* [WHAT IS EXPECTED]
Search the records below for "[locate] road bicycle". Return that line and all remaining lines exactly.

___ SOURCE MATERIAL ___

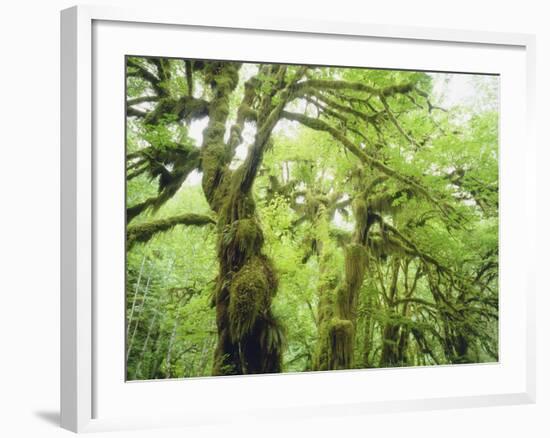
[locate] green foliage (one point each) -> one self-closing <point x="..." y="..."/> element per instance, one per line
<point x="394" y="264"/>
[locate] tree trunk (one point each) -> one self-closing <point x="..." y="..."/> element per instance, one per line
<point x="250" y="338"/>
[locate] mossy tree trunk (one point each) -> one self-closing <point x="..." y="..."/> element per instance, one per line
<point x="338" y="306"/>
<point x="250" y="338"/>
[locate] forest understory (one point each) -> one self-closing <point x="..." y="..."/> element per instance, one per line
<point x="287" y="218"/>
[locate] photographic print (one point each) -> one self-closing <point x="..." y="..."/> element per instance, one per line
<point x="296" y="218"/>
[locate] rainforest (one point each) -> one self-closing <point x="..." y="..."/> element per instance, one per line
<point x="290" y="218"/>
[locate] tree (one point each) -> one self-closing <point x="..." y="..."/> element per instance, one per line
<point x="403" y="180"/>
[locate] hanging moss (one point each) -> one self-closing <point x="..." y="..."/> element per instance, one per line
<point x="250" y="294"/>
<point x="356" y="262"/>
<point x="239" y="242"/>
<point x="340" y="335"/>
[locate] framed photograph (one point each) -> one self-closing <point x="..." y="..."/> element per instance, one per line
<point x="280" y="218"/>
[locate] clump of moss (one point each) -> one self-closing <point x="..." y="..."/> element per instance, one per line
<point x="340" y="336"/>
<point x="356" y="262"/>
<point x="239" y="242"/>
<point x="250" y="295"/>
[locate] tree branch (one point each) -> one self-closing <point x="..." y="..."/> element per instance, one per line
<point x="144" y="232"/>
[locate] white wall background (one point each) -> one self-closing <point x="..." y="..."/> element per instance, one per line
<point x="29" y="219"/>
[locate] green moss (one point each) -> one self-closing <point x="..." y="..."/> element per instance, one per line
<point x="340" y="335"/>
<point x="250" y="294"/>
<point x="356" y="262"/>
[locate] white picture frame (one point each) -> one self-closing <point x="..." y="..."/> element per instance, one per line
<point x="81" y="172"/>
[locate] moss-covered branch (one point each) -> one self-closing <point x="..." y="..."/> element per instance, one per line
<point x="144" y="232"/>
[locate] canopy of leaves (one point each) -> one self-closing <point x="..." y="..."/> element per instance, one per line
<point x="380" y="160"/>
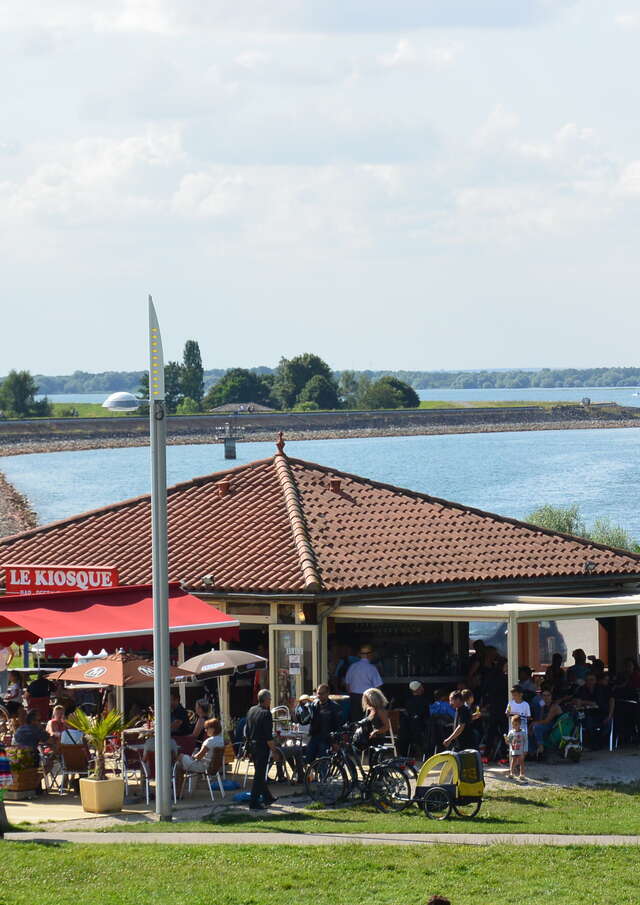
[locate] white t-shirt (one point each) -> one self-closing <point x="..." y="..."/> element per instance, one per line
<point x="524" y="712"/>
<point x="211" y="742"/>
<point x="5" y="657"/>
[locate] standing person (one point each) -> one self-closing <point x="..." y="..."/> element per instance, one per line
<point x="259" y="732"/>
<point x="462" y="736"/>
<point x="325" y="717"/>
<point x="518" y="706"/>
<point x="15" y="690"/>
<point x="6" y="657"/>
<point x="516" y="739"/>
<point x="361" y="676"/>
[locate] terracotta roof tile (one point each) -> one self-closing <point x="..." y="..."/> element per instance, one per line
<point x="284" y="525"/>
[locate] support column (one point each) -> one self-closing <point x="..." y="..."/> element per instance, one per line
<point x="512" y="650"/>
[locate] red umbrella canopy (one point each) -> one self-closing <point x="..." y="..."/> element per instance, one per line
<point x="117" y="669"/>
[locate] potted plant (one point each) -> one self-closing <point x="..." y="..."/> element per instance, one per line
<point x="25" y="775"/>
<point x="98" y="793"/>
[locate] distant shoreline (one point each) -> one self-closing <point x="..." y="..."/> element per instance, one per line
<point x="16" y="513"/>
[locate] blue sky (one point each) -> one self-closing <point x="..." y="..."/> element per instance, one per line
<point x="413" y="184"/>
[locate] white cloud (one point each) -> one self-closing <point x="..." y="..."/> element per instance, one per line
<point x="406" y="55"/>
<point x="628" y="20"/>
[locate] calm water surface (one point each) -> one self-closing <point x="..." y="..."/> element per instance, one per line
<point x="508" y="473"/>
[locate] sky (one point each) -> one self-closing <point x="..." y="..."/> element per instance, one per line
<point x="414" y="184"/>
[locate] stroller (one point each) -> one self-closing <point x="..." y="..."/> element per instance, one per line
<point x="565" y="737"/>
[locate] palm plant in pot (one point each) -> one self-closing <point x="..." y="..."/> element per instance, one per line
<point x="99" y="794"/>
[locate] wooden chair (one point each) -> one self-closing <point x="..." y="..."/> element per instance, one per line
<point x="214" y="771"/>
<point x="74" y="761"/>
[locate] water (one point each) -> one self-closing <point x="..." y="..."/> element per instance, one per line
<point x="75" y="397"/>
<point x="508" y="473"/>
<point x="621" y="395"/>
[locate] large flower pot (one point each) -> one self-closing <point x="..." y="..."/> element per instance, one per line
<point x="23" y="784"/>
<point x="100" y="796"/>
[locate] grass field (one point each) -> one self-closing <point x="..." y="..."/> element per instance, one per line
<point x="614" y="810"/>
<point x="269" y="875"/>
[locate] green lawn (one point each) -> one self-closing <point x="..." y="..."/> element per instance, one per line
<point x="270" y="875"/>
<point x="613" y="810"/>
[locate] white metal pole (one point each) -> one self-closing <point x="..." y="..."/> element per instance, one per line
<point x="512" y="651"/>
<point x="161" y="700"/>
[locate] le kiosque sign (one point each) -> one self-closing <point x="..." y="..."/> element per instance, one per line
<point x="45" y="579"/>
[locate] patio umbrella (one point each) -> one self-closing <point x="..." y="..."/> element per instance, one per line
<point x="224" y="663"/>
<point x="121" y="670"/>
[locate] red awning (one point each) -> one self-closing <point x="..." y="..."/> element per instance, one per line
<point x="118" y="617"/>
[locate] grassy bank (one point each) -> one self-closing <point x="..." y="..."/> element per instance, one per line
<point x="614" y="810"/>
<point x="269" y="875"/>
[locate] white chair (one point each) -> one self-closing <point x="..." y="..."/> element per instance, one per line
<point x="214" y="771"/>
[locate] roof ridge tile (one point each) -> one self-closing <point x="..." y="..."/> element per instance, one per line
<point x="301" y="539"/>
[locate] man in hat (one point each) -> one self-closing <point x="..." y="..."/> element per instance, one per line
<point x="360" y="677"/>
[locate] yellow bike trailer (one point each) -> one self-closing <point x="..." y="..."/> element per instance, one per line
<point x="451" y="780"/>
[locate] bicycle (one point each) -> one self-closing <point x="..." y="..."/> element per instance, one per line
<point x="334" y="777"/>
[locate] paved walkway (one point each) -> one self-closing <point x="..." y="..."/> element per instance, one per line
<point x="257" y="838"/>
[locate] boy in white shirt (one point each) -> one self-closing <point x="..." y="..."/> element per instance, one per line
<point x="517" y="705"/>
<point x="516" y="740"/>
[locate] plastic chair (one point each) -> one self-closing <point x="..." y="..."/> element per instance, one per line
<point x="214" y="771"/>
<point x="131" y="766"/>
<point x="42" y="705"/>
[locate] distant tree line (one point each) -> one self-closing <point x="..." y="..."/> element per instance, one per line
<point x="111" y="381"/>
<point x="569" y="520"/>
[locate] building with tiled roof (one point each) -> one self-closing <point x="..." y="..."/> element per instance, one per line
<point x="286" y="544"/>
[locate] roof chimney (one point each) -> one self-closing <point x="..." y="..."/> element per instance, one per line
<point x="223" y="486"/>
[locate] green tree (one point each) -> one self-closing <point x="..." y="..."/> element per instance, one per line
<point x="322" y="391"/>
<point x="567" y="519"/>
<point x="192" y="371"/>
<point x="17" y="395"/>
<point x="381" y="395"/>
<point x="173" y="385"/>
<point x="187" y="406"/>
<point x="239" y="385"/>
<point x="606" y="532"/>
<point x="410" y="399"/>
<point x="292" y="375"/>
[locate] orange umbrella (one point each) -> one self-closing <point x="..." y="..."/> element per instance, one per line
<point x="119" y="669"/>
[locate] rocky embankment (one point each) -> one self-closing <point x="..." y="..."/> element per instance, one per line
<point x="58" y="435"/>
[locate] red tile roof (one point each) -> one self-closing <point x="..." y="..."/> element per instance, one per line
<point x="282" y="525"/>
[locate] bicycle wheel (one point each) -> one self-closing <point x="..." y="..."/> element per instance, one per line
<point x="390" y="788"/>
<point x="468" y="809"/>
<point x="436" y="804"/>
<point x="326" y="781"/>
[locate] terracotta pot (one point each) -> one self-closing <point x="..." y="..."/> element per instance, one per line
<point x="102" y="796"/>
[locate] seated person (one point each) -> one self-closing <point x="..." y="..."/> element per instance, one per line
<point x="203" y="712"/>
<point x="41" y="687"/>
<point x="31" y="734"/>
<point x="200" y="761"/>
<point x="548" y="715"/>
<point x="180" y="724"/>
<point x="57" y="724"/>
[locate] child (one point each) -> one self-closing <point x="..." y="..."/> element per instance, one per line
<point x="516" y="740"/>
<point x="517" y="705"/>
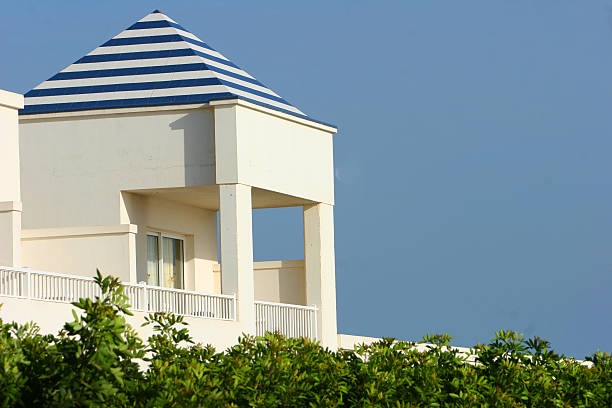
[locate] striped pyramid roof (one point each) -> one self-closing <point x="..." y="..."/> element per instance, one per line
<point x="154" y="62"/>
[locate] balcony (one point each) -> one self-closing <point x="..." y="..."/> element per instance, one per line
<point x="289" y="320"/>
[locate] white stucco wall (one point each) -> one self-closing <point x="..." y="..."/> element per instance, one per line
<point x="51" y="316"/>
<point x="73" y="168"/>
<point x="273" y="153"/>
<point x="275" y="281"/>
<point x="10" y="194"/>
<point x="82" y="250"/>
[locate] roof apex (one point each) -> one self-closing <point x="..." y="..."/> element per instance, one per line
<point x="154" y="62"/>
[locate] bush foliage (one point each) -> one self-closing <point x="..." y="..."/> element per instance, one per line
<point x="98" y="360"/>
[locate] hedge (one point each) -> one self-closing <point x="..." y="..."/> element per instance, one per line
<point x="98" y="360"/>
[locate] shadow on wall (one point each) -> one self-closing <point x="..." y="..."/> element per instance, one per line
<point x="197" y="129"/>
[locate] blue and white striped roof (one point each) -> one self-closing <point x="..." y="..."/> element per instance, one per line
<point x="154" y="62"/>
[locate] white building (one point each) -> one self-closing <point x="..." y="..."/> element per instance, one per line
<point x="124" y="160"/>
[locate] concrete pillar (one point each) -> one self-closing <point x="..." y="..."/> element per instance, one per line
<point x="10" y="188"/>
<point x="236" y="230"/>
<point x="319" y="262"/>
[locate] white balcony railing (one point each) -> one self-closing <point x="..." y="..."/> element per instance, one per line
<point x="58" y="287"/>
<point x="289" y="320"/>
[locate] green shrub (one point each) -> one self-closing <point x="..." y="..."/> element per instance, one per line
<point x="97" y="360"/>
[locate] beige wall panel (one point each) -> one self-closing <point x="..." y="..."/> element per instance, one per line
<point x="284" y="156"/>
<point x="72" y="169"/>
<point x="80" y="254"/>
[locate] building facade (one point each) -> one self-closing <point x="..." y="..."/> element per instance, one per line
<point x="145" y="159"/>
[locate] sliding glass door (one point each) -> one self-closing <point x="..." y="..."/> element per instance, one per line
<point x="165" y="260"/>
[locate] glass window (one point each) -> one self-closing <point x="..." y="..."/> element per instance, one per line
<point x="165" y="260"/>
<point x="153" y="260"/>
<point x="173" y="262"/>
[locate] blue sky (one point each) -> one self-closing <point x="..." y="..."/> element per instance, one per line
<point x="473" y="171"/>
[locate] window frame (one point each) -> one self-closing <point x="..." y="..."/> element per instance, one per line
<point x="160" y="251"/>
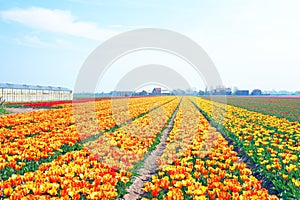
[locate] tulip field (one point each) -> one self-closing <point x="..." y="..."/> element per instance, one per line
<point x="211" y="151"/>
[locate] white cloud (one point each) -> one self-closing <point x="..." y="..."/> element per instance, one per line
<point x="32" y="41"/>
<point x="57" y="21"/>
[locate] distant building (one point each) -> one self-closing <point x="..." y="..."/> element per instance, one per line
<point x="122" y="93"/>
<point x="156" y="91"/>
<point x="165" y="92"/>
<point x="242" y="92"/>
<point x="256" y="92"/>
<point x="221" y="91"/>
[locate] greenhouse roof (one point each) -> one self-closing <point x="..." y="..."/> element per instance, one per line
<point x="32" y="87"/>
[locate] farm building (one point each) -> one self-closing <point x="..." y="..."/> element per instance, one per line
<point x="27" y="93"/>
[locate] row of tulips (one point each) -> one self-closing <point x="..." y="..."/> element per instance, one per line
<point x="128" y="144"/>
<point x="75" y="175"/>
<point x="205" y="168"/>
<point x="48" y="139"/>
<point x="272" y="143"/>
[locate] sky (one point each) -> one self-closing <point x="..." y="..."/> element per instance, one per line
<point x="253" y="44"/>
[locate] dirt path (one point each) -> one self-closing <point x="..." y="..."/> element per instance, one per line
<point x="150" y="167"/>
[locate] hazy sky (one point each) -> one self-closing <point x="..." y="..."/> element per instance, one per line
<point x="254" y="44"/>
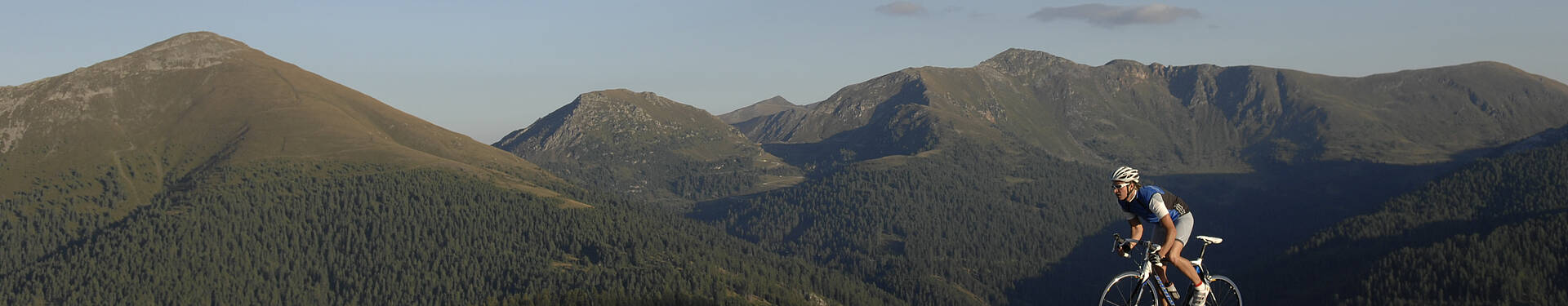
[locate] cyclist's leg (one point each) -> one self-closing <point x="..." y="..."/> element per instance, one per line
<point x="1183" y="233"/>
<point x="1181" y="263"/>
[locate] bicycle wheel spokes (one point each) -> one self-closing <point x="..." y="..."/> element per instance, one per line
<point x="1126" y="289"/>
<point x="1223" y="292"/>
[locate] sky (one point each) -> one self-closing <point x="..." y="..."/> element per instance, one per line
<point x="485" y="68"/>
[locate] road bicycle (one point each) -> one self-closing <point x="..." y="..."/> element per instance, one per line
<point x="1142" y="287"/>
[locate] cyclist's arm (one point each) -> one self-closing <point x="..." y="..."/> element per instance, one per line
<point x="1137" y="231"/>
<point x="1157" y="206"/>
<point x="1170" y="233"/>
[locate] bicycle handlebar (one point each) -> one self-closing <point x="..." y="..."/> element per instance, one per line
<point x="1150" y="248"/>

___

* [OUTPUT]
[locate] road bicycle (one point each) -> one self-closing <point x="..." y="..."/> element per instance, one per line
<point x="1142" y="287"/>
[locate] cyclist's arm (one point each) -> one self-closing <point x="..." y="..."/> element per instance, one per line
<point x="1137" y="231"/>
<point x="1157" y="206"/>
<point x="1170" y="233"/>
[locate] bicycle handlebar (one point each) -> one self-closing <point x="..." y="..."/> element per instance, one per line
<point x="1150" y="248"/>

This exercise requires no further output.